(Data records)
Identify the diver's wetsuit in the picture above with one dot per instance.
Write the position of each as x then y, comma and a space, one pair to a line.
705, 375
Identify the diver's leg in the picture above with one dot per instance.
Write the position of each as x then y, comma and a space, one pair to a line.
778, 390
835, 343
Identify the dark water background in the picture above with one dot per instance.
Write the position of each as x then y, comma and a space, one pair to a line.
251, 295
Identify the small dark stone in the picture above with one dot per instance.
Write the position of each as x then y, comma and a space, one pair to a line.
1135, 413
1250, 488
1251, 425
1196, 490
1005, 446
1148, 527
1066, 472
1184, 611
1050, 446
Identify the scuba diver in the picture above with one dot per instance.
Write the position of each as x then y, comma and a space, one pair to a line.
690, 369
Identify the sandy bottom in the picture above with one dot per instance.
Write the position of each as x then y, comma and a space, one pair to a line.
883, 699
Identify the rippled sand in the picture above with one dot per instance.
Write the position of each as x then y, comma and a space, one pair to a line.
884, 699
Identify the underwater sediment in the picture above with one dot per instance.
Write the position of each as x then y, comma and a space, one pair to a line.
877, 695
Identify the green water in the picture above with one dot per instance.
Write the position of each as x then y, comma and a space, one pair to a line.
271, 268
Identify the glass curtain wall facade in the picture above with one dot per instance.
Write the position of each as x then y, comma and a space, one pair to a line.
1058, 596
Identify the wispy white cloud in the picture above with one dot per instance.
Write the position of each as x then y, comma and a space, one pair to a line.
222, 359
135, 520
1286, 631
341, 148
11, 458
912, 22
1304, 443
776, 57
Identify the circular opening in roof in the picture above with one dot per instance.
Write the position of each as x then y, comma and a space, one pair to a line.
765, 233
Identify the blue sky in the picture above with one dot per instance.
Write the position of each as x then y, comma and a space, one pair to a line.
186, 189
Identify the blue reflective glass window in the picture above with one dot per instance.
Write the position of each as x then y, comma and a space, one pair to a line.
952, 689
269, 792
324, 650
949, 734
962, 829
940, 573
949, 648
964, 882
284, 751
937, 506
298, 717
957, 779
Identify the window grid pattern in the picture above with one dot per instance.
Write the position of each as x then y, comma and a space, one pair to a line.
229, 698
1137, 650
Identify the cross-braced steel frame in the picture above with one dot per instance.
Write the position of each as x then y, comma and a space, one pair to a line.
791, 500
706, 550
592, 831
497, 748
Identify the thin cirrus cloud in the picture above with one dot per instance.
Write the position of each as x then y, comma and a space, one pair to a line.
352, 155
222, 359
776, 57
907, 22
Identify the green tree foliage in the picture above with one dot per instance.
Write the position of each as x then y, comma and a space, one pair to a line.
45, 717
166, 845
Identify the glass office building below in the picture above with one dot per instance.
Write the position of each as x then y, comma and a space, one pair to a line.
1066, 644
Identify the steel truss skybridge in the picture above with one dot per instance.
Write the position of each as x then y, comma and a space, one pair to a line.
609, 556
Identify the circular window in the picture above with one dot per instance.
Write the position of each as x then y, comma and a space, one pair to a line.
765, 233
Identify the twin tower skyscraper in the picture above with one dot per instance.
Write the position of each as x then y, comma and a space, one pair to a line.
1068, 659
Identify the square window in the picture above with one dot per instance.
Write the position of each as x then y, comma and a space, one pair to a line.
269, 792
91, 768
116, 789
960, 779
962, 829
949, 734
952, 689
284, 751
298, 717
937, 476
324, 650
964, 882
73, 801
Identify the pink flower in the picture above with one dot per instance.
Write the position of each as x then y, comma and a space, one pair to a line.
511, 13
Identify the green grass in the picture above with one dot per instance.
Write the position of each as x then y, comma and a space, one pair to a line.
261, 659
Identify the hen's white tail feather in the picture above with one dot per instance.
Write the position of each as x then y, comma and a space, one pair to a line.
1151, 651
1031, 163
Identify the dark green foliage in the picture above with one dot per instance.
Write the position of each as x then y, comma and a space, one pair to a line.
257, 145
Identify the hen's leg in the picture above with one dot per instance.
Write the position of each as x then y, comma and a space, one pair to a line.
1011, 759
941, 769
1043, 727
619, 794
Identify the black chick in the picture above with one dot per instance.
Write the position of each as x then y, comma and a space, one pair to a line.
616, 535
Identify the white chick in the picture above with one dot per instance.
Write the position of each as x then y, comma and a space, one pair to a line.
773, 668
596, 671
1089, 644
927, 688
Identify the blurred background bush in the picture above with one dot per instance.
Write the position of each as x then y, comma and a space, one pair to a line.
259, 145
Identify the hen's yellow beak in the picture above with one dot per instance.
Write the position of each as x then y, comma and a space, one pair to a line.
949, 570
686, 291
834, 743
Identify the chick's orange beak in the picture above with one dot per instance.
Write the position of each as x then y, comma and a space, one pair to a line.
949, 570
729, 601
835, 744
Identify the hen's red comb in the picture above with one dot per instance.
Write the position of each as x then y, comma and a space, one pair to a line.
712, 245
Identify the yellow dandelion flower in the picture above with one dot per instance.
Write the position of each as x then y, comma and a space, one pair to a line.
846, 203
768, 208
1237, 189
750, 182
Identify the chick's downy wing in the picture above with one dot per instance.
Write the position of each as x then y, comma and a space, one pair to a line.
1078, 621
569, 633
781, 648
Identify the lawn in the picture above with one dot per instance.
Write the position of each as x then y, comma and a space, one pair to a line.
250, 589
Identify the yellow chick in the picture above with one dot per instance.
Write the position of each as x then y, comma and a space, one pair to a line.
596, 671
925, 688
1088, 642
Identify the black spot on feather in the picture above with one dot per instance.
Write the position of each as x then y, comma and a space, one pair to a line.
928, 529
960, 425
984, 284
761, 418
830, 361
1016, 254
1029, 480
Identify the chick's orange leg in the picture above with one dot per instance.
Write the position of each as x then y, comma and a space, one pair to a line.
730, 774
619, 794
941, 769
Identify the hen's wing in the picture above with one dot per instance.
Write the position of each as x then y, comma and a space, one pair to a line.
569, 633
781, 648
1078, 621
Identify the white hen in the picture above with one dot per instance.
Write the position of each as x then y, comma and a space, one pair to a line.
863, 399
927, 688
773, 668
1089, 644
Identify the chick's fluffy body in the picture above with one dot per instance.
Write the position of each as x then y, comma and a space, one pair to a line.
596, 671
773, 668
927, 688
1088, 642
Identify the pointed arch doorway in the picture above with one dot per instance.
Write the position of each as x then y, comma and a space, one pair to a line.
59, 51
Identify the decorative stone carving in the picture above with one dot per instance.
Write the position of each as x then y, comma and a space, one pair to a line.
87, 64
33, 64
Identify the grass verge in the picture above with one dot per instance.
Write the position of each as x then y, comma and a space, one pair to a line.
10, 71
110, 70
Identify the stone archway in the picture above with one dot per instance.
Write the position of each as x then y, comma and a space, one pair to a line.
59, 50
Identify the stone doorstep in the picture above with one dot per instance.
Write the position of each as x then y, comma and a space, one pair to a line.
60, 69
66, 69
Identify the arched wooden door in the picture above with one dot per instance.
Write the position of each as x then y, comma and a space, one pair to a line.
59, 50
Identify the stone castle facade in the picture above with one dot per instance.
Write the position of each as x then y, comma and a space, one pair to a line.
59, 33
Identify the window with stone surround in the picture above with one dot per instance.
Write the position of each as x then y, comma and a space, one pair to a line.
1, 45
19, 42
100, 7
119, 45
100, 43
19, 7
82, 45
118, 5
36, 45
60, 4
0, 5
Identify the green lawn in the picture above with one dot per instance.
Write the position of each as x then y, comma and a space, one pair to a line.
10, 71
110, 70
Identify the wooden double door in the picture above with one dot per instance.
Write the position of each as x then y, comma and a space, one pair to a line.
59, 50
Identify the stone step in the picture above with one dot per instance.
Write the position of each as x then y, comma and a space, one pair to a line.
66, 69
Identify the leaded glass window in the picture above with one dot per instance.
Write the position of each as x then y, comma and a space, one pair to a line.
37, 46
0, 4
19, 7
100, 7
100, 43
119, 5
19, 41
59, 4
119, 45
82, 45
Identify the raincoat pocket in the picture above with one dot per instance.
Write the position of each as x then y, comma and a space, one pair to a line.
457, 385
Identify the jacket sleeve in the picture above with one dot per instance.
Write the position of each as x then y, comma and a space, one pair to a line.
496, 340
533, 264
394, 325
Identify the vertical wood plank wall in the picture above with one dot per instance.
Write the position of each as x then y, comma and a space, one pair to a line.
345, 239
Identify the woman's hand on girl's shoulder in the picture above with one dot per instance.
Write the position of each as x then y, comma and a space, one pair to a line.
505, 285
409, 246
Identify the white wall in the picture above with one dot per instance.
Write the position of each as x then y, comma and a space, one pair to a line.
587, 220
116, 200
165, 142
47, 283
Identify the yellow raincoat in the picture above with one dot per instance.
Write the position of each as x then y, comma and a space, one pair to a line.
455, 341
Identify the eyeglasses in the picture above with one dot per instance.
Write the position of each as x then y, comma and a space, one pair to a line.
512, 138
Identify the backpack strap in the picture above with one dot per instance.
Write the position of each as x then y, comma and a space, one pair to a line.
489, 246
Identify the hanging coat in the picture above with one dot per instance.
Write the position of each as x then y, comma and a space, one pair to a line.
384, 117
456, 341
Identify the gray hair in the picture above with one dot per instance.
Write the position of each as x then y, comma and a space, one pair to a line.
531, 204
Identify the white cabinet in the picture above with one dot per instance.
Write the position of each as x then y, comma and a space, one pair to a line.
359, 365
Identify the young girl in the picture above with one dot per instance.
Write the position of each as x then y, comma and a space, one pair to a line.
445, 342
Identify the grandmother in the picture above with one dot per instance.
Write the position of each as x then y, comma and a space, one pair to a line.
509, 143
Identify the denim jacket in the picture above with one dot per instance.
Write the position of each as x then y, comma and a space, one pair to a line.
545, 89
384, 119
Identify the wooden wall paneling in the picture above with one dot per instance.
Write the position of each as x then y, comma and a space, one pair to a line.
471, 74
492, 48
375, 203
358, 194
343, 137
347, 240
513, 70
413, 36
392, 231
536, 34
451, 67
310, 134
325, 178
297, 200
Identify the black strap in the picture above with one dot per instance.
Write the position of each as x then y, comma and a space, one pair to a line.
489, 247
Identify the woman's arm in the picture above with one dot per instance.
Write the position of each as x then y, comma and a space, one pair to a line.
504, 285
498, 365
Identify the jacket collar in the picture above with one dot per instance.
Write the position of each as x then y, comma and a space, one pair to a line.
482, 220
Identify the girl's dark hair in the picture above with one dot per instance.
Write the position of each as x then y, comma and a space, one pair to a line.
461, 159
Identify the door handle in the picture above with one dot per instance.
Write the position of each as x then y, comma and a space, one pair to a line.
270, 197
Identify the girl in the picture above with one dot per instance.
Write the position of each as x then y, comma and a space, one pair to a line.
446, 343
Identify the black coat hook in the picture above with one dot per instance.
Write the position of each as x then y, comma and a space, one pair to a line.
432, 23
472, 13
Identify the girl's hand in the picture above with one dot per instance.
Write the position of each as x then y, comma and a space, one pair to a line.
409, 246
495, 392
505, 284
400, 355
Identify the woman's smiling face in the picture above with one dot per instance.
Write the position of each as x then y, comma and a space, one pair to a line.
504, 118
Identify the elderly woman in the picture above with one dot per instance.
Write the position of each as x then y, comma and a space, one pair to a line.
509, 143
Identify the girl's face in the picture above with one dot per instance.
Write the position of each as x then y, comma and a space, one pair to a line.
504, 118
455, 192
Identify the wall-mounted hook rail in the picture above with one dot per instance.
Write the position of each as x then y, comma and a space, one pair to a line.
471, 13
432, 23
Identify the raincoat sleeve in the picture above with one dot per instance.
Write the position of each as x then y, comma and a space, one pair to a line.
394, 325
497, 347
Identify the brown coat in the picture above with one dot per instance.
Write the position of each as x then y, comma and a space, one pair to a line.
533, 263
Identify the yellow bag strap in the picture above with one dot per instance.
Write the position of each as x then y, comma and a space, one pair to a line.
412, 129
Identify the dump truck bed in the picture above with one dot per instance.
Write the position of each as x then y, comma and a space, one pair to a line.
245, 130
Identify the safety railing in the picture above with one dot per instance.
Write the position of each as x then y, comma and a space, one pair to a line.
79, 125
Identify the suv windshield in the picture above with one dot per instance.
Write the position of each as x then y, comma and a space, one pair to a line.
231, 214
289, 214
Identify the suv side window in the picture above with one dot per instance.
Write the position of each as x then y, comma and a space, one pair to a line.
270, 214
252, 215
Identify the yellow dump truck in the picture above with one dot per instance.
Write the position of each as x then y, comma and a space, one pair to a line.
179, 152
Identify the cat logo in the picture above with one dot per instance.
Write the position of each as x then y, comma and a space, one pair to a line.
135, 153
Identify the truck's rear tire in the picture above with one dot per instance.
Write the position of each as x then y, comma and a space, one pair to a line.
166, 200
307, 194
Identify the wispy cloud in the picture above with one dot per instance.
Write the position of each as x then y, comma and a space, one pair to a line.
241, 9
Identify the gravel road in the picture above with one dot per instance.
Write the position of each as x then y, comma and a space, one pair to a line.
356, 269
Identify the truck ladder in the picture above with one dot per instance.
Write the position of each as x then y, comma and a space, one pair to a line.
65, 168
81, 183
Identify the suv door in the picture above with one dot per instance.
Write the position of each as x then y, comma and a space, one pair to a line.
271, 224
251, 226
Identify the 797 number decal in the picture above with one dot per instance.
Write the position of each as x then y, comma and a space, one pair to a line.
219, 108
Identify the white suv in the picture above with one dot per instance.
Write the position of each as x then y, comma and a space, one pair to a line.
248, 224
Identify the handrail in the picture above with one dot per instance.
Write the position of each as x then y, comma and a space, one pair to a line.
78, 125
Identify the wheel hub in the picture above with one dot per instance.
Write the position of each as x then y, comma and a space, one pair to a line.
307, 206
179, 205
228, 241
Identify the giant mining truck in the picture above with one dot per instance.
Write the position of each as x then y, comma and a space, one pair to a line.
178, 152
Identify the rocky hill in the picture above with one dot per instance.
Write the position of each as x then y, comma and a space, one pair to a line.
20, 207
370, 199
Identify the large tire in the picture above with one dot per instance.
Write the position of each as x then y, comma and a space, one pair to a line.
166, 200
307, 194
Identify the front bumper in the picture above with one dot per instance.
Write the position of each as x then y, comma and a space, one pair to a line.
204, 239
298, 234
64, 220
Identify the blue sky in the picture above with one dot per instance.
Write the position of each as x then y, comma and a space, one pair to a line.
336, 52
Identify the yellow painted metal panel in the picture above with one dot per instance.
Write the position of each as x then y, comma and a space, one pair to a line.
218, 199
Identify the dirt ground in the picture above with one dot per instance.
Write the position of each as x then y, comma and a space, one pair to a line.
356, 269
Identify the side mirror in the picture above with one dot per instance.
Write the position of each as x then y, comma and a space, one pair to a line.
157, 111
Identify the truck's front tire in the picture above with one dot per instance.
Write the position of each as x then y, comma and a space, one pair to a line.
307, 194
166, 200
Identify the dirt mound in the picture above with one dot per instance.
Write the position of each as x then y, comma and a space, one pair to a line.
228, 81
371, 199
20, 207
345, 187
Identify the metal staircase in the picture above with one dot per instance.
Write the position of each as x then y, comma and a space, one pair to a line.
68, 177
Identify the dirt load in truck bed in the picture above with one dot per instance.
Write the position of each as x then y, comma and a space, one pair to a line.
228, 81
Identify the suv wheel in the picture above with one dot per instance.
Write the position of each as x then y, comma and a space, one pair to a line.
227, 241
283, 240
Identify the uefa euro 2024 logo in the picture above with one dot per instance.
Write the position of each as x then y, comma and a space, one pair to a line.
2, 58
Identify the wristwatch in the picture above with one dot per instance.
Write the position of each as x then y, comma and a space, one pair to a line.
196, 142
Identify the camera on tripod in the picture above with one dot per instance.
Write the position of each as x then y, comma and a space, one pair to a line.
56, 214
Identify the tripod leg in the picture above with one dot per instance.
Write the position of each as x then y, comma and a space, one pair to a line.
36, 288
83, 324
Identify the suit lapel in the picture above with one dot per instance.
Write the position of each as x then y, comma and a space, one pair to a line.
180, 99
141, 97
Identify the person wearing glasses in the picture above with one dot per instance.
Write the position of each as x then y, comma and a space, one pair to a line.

*TASK DETAILS*: From the line with "Identify the dirt load" to the last line of the material, give every line again exactly, and only those lines.

*FINISHED TASK*:
Identify the dirt load in truck bed in the picture above with one dot per instance.
Write the position of each as x then y, comma and a space, one pair to a line.
228, 81
Identify the suv wheel in the picture above with one dot per instance.
Write the position of each as x then y, comma and a space, one pair to a line.
227, 241
283, 240
Identify the uefa euro 2024 logo in the picture above with one dot per instance.
Write the position of each as x then y, comma and a space, one pair to a line.
2, 58
Identify the wristwatch in the picture above with one dot per instance.
Write the position of each as x then y, comma and a space, one pair to a line.
196, 142
Identify the camera on tripod in the picture above with one dot per instance.
Write the position of each as x then y, comma and a space, one pair to a line.
56, 214
Identify the tripod leg in the picture above with one dot per instance.
Write the position of each as x then y, comma and a space, one pair to a line.
36, 288
83, 324
Identify the suit lapel in the picture above with one dot per instance.
Write the position of each as x then y, comma and a space, one pair to a line.
180, 99
141, 97
Identify the person wearing glasses in the picture above with one dot per instance.
Write the position of each as x then y, comma and a space, one pair to a line.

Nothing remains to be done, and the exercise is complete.